Point labeling dataset excerpts:
+ + + + +

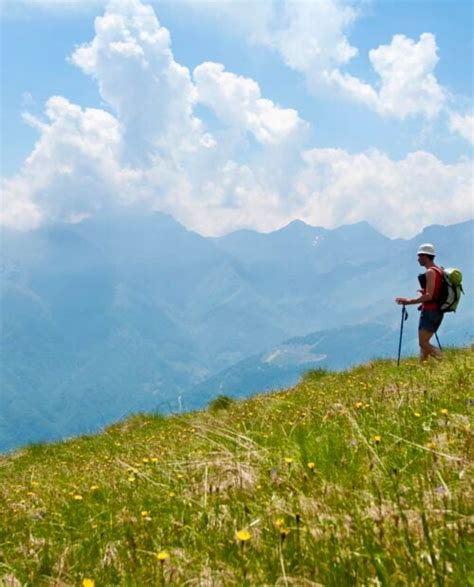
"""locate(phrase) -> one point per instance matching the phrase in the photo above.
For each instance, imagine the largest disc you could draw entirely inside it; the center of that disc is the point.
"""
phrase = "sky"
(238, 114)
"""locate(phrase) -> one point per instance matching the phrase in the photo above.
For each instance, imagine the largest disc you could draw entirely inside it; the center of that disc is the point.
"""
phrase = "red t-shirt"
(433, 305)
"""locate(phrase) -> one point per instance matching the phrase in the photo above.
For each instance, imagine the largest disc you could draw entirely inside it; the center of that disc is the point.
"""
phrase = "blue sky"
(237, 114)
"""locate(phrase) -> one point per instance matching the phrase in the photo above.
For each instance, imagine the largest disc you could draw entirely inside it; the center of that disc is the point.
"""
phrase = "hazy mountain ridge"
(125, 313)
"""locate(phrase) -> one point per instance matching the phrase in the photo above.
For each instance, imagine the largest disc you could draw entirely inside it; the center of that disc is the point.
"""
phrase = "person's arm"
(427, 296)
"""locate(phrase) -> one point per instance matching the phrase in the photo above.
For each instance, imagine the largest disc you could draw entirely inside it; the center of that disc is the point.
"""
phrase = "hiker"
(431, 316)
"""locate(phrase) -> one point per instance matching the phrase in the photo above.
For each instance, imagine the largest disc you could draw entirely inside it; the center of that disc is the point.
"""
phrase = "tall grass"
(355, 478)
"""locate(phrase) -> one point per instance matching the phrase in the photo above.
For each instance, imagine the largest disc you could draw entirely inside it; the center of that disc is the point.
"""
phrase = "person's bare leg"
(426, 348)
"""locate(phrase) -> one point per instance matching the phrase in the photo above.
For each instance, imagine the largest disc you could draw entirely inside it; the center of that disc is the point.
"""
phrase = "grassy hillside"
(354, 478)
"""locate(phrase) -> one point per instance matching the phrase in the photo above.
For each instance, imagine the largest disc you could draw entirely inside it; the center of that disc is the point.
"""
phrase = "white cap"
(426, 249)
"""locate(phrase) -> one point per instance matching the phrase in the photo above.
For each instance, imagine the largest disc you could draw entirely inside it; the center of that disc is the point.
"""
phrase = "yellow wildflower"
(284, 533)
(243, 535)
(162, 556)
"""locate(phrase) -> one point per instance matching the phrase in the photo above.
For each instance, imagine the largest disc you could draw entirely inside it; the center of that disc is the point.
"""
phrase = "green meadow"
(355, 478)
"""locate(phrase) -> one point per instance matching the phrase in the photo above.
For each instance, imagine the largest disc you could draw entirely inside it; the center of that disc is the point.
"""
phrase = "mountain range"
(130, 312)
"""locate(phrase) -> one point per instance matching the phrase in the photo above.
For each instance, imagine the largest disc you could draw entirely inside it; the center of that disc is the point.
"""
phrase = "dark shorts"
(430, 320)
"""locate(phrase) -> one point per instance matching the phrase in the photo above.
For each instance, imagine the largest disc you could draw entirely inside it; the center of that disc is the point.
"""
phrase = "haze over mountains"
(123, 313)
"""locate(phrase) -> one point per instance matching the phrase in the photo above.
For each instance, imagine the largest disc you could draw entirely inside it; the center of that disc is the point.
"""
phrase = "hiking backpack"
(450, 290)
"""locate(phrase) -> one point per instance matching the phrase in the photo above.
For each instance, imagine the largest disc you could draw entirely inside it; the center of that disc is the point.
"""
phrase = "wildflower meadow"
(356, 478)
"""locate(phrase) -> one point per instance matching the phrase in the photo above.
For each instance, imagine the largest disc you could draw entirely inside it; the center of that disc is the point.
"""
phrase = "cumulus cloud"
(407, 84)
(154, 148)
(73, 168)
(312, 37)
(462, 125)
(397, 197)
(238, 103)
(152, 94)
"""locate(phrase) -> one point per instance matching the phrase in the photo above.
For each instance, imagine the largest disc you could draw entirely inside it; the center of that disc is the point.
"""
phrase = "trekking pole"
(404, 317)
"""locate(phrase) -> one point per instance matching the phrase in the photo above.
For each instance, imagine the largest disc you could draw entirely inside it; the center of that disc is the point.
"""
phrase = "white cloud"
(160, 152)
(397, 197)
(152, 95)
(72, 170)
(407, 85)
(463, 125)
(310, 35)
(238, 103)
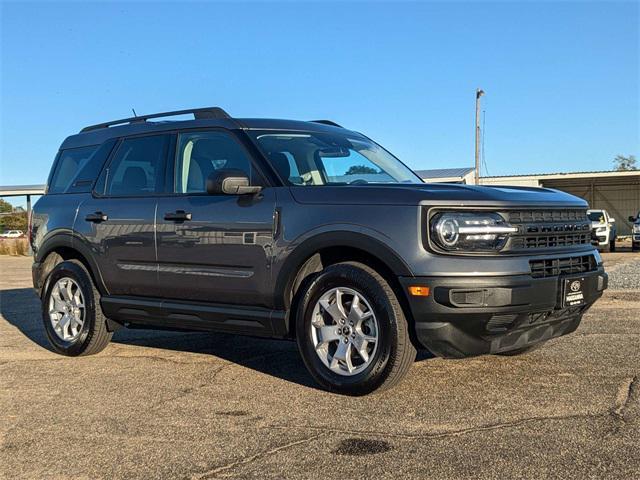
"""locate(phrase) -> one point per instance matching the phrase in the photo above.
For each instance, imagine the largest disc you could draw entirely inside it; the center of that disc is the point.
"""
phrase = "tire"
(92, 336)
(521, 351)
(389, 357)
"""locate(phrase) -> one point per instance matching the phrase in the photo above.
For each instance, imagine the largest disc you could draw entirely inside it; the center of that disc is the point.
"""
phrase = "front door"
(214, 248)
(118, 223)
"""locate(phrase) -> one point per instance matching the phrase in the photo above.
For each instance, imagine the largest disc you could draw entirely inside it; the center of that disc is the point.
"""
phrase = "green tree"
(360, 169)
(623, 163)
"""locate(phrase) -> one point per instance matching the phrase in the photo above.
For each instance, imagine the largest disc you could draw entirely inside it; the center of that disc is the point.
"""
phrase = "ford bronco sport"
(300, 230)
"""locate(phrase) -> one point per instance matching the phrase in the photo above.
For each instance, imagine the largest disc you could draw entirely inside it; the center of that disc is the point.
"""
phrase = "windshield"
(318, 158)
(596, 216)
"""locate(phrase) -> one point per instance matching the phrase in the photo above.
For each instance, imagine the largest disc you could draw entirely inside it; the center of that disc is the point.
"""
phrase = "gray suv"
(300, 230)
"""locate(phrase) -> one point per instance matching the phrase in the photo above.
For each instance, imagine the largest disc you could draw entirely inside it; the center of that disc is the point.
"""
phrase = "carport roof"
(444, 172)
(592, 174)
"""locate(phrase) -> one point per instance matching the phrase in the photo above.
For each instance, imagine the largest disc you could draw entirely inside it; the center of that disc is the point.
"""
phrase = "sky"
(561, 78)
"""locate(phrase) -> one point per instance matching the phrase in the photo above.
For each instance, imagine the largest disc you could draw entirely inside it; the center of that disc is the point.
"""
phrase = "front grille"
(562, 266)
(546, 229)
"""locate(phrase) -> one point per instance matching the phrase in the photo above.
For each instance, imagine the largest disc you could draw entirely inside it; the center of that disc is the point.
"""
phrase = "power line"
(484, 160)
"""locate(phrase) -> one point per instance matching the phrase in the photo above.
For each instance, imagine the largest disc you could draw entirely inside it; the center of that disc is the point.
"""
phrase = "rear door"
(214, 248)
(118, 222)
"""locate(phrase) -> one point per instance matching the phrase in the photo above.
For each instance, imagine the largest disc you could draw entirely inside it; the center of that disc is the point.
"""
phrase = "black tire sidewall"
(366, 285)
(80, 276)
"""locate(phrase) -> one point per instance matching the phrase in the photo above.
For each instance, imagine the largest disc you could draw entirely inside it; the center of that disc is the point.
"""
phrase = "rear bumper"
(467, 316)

+ + + + +

Write out the data precisely as given, excluding the pictures.

"""locate(phrase) -> one point per instance matching the phrase in the photo above.
For each instance, imagine the largest disc you could draw entirely inside it; the center of that disc is the point.
"""
phrase = "sky"
(238, 114)
"""locate(phrase) -> one point per instance matching the phrase in the photo above.
For each instance, imagine the largest disc you could draw entirely inside it; the center of that disc is the point.
"""
phrase = "red t-shirt"
(433, 305)
"""locate(phrase) -> one point per instance matching the phrase in the photo above.
For each instance, imagine the largest disc you could draw entirely inside it; the center of that disc is the point.
"""
phrase = "blue sky"
(237, 114)
"""locate(phrase) -> one point per instance matching the phrase in the photo above.
For each instance, imagine the largest disc you could draw entirely inside it; the center of that disc is the point.
"""
phrase = "hazy mountain ridge"
(125, 313)
"""locate(phrase) -> one point per instance matching the phrase in the photo above.
For each instance, imagine the largest disc you could draw entirely inside it; the center of that disc is the point.
"""
phrase = "person's arm"
(427, 296)
"""locate(phrase) -> one point per instance matching the phrase in the photo above.
For each instance, imagine the largest disc you could draw entirely inside it; the center of that disc is the point.
"""
phrase = "hiker"
(431, 316)
"""locate(phrase) -> one point per instance matching the phrase in the photo above.
For each instance, imagine the largest disc you could draw entirely inside it; the center of that disc is the point.
"""
phrase = "tall grass"
(355, 478)
"""locate(phrase) -> one point per instance matching the phrase in the photo above.
For each instance, imagine the largest disc you could draw entirely inside it; the center of that disc is the point.
"""
phrase = "person's bare leg"
(426, 348)
"""locate(phrase) -> one point per instance matching the phrase in the photo above.
For each instance, imagine the largest disc you could draw entirely inside it; the center of that disc is the point.
"""
phrase = "grassy hillside"
(354, 478)
"""locate(phrase) -> one point per instance matching the phrase in the photo above.
For each instance, imagine the largest disc you could draw entirely inside it; the center of that disc is the point.
"""
phrase = "white cap"
(426, 249)
"""locate(phrase) -> one point per instance matching the phrase in the photo above.
For each instance, imagine the largest disc you could draw entirely inside it; the center of that disc is the point.
"""
phrase = "yellow wildflower"
(284, 533)
(243, 535)
(162, 556)
"""locate(phrase) -> one point per instance matching the phrase in the photo above.
For each instance, imagine the largest disc you could draw entirely inside it; the center of that disc is the point.
"""
phrase = "green meadow"
(355, 478)
"""locate(phrase) -> one point per instance matching the phrase in the photo above.
For each instance, imagine the largest disc you could draw entirely inside it; the center of that disc is the point.
"""
phrase = "mountain range"
(130, 312)
"""locate(phrase) -> one point per instance matching the phrase in the photo above.
For each instance, imagine the largest disc you could draw entirely inside it; the center of that disc is the point.
"""
phrase = "dark shorts"
(430, 320)
"""locate(phrase) -> one point per instance matching the phrase in the photo above.
For each instance, imagine the largest disc you could draw entirely inside it; the center of that disc is the point.
"""
phrase = "haze over mountains"
(123, 313)
"""locate(phrase) -> one point per instance matching the phrase in the photo above.
For each instance, imagine the largest disc you could draw entirely inside it; the center of that disc is the point.
"""
phrase = "hiking backpack"
(450, 290)
"""locate(phrase) -> one point per instance matching the phrase in the photo above.
For each instance, imagine the largest disc you could draw entirely inside it; the center of that disc is the point.
"""
phrase = "wildflower meadow"
(356, 478)
"""locate(phrase) -> one point per instance matching the phrase in the photo above.
For each instance, imagine the largest disc you could draw entirely inside it; the center of that disc is the point.
"""
phrase = "cumulus cloud"
(407, 84)
(154, 148)
(73, 168)
(312, 37)
(462, 125)
(397, 197)
(238, 103)
(152, 94)
"""locate(phrase) -> one point per instance matching the phrase in the photo above.
For each instance, imagine the largest disc you could draw entirely inside it; the center of that disc is the point.
"""
phrase = "trekking pole"
(404, 317)
"""locate(phrase) -> one point per instance matching the phrase in the photo above.
For each instance, imagine the largest disc you could draw entirely inside it; the center of that disc is the point.
"""
phrase = "white cloud"
(160, 152)
(397, 197)
(152, 95)
(72, 170)
(407, 85)
(463, 125)
(310, 35)
(238, 103)
"""locate(phrase) -> one point per instance matching the phrase in the photo above.
For each instance, imagine the largest disc you could draw entirely inside it; the center of that disc is the point.
"""
phrase = "tire"
(92, 336)
(521, 351)
(389, 357)
"""locate(phrase) -> one point per instance matching the phrase in the photo above.
For each instance, imagine the largest disc you could draw entirely inside it; the center of that disc is the point.
"""
phrase = "front door"
(214, 248)
(118, 223)
"""locate(phrase) -> one point per instance matching the phrase in the photo above.
For each instance, imagine the largest disc you could draw entirely inside it; the center of that disc is the point.
"""
phrase = "green tree"
(360, 169)
(623, 163)
"""locate(phrase) -> one point per instance matching the phrase in the photo above.
For each instance, imagine the largest disc you could draw entirely inside it; the center of that disc is the point.
"""
phrase = "ford bronco sport"
(300, 230)
"""locate(phrase) -> one point per instance matching the phrase in the photo above.
For each instance, imagine the largest disc you could draw entirely inside it; the center of that disc is the point.
"""
phrase = "windshield"
(318, 158)
(596, 216)
"""locate(phrase) -> one point per instance matching the phrase in the photo above.
For each instance, imagine the largest disc you could draw entirely inside it; the center of that disc is the point.
"""
phrase = "gray suv"
(300, 230)
"""locate(phrase) -> one point per instance matching the phrase in the photo above.
For each instance, imagine the largest disc you could draw entirely inside it; the center of that disc is the point.
"""
phrase = "carport roof"
(444, 172)
(592, 174)
"""locate(phrase) -> one point per instance matching the phrase in the photo above.
For each instance, imagine the largest disc you could draw entirely inside it; the center of that disc is the point.
"""
phrase = "sky"
(561, 78)
"""locate(phrase) -> one point per instance matching the phrase in the photo above.
For each instance, imagine the largest disc you could draw entirely inside it; the center of that disc is the point.
"""
phrase = "front grille"
(562, 266)
(546, 229)
"""locate(phrase) -> one point per instance matching the phrase in the photo above.
For each instance, imagine the largest disc you could draw entirely inside it; the center of that disc is the point.
"""
phrase = "power line"
(484, 160)
"""locate(phrase) -> one point per instance matching the phrase in the photo above.
For each instance, imagine the largest disc you could draw entirely inside it; the center of that disc is the point.
"""
phrase = "rear door"
(214, 248)
(118, 222)
"""locate(phrase) -> one point per instance matching the phrase in the photo above.
For each instance, imagine the largest disc you could draw entirely inside it; the center of that disc is the point.
"""
phrase = "black tire sidewall"
(366, 285)
(80, 276)
"""locate(phrase) -> one point per instance matching the phrase in the photo above.
For each instance, imagine the largest disc you could draw entirely inside it; the center of that disc is the point.
"""
phrase = "rear bumper"
(467, 316)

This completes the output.